How many lines in the records below contain the string "woman", with case counting? Reply with the number alone.

### DATA IN THIS EXERCISE

• • • • • • •

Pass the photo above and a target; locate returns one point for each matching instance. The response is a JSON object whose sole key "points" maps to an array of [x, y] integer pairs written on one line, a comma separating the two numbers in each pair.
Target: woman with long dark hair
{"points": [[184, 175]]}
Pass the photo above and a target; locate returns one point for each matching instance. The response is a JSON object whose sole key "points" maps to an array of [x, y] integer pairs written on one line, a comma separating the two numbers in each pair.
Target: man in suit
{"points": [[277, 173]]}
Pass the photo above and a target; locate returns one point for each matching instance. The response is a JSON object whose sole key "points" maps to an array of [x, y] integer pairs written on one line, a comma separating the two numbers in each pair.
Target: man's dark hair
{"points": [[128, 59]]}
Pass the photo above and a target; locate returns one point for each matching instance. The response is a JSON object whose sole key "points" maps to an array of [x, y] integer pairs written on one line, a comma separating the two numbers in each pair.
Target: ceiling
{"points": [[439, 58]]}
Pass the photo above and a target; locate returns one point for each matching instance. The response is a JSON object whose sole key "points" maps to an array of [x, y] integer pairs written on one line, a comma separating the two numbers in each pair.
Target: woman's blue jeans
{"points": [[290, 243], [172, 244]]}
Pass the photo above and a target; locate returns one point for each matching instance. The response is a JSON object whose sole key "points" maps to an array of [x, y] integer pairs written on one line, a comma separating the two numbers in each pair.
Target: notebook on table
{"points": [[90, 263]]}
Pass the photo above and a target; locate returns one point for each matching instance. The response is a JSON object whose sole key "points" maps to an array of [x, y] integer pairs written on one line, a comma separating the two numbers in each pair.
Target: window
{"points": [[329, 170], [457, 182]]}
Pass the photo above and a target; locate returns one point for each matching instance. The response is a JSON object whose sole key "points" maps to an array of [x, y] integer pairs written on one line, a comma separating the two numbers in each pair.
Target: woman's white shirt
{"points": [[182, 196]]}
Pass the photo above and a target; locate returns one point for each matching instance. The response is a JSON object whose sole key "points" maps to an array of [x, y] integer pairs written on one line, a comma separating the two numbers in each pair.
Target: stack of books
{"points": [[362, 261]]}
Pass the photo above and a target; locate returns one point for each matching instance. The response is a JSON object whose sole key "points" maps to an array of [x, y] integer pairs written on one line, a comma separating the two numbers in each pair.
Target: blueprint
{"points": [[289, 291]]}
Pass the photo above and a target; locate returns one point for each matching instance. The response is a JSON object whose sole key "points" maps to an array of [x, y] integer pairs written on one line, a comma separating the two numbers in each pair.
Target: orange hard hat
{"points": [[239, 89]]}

• • • • • • •

### EXERCISE OUTPUT
3